## What you have to do
Repeat word for word the lines from the one containing "Report one point per instance of the grey" through the one containing "[(268, 390)]", including both of those lines.

## Stored rows
◇ ◇ ◇ ◇

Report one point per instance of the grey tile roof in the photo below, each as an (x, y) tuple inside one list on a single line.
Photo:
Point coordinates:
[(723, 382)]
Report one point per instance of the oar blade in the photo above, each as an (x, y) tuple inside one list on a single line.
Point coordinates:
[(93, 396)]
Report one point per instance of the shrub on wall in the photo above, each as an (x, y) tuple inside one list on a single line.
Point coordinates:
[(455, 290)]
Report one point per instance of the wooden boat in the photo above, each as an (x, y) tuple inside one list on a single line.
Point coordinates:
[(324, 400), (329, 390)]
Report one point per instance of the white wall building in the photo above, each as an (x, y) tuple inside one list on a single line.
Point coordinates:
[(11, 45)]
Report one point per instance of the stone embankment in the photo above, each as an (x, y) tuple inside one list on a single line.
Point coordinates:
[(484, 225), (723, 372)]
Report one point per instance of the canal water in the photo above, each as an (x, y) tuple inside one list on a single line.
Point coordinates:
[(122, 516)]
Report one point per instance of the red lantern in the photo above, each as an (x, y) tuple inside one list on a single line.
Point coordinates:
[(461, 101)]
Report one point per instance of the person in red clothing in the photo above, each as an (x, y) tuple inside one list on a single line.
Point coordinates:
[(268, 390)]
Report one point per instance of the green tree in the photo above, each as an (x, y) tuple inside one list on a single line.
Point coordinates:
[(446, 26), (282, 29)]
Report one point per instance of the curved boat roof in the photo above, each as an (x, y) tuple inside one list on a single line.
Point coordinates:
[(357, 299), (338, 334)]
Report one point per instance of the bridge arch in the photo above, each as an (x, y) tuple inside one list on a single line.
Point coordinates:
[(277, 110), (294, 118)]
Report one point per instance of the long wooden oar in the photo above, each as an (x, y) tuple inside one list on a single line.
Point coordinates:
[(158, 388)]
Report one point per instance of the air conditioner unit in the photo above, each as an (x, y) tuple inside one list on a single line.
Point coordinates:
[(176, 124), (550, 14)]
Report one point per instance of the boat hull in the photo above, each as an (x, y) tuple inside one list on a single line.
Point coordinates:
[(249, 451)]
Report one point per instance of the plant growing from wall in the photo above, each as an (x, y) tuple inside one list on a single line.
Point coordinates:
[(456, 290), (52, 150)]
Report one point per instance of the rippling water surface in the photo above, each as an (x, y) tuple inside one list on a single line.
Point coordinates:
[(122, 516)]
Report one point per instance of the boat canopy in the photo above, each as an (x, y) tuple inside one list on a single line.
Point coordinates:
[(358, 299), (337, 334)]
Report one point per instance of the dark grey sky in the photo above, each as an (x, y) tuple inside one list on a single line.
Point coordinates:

◇ ◇ ◇ ◇

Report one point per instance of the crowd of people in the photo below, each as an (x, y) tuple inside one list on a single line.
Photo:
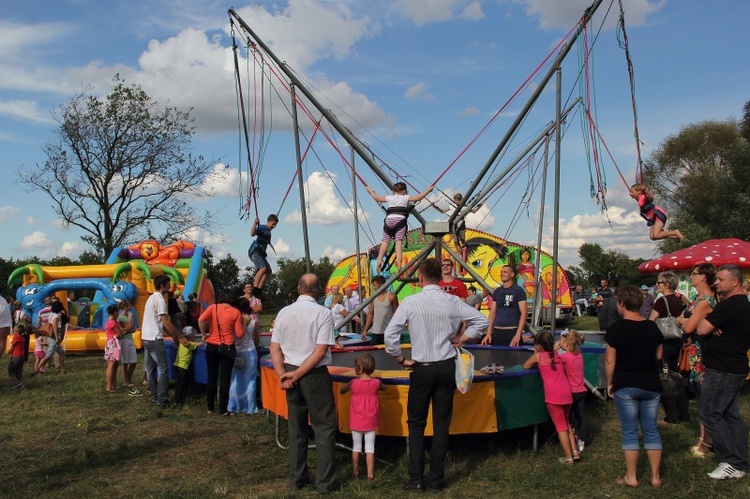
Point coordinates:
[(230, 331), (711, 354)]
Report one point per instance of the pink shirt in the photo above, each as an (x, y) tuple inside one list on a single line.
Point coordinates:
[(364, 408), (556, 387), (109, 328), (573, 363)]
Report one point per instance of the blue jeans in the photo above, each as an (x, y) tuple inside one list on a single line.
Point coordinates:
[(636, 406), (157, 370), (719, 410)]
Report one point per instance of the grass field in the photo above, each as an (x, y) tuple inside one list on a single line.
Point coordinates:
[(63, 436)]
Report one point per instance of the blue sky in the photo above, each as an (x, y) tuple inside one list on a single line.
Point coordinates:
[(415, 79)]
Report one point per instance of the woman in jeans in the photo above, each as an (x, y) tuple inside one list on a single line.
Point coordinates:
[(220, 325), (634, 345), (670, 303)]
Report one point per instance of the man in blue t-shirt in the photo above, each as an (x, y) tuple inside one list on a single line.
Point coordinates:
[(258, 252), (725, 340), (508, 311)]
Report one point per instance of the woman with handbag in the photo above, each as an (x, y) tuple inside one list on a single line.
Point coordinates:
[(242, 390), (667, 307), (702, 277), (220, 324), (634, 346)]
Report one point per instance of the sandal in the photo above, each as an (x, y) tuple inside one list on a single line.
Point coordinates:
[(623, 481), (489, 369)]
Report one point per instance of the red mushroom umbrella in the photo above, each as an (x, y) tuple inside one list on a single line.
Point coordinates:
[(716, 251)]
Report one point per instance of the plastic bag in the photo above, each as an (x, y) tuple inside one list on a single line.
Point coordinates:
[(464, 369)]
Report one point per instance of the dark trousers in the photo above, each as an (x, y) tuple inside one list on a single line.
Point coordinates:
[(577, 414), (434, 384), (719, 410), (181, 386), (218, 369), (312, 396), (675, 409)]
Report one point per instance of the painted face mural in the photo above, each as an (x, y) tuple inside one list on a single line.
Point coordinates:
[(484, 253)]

◇ ◇ ◇ ◇

## Task answer
Report one point per instance of the grey tile roof in the photo below, each as an (x, y) tuple inside one list on a single line.
Photo:
Point coordinates:
[(723, 382)]
Report one point per instance of the oar blade in the photo above, each as an (x, y) tuple inside one list on a single line.
Point coordinates:
[(93, 396)]
Report one point per instance of the shrub on wall in the photo above, each as an (x, y) tuple inside one list on a single line.
Point coordinates:
[(455, 290)]
Report one point per instance of the wooden boat in the photo above, each as an (x, y) tuple inside one list on a single line.
Point coordinates:
[(324, 400), (329, 390)]
Report one point per instance of the white wall building in the photo above, each as an (x, y) tuple inside one list on a single line.
Point coordinates:
[(11, 45)]
Report one point per instance of the stone embankment in the photo above, each as an (x, y) tuple inside one list on a single line.
Point coordinates:
[(484, 225), (723, 372)]
Report one point per instance of the canal water in the photo above, each as an (x, y) tuple inside one list on a single line.
Point coordinates:
[(122, 516)]
Report one point per instance of the red lantern in the photo above, each as an (x, y) tuple inside one list on a single line.
Point coordinates:
[(461, 101)]
Report one point per instance of the person in red clothing in the photo above, each as an (x, y) tuple inside one list on a single line.
Point coordinates:
[(268, 390)]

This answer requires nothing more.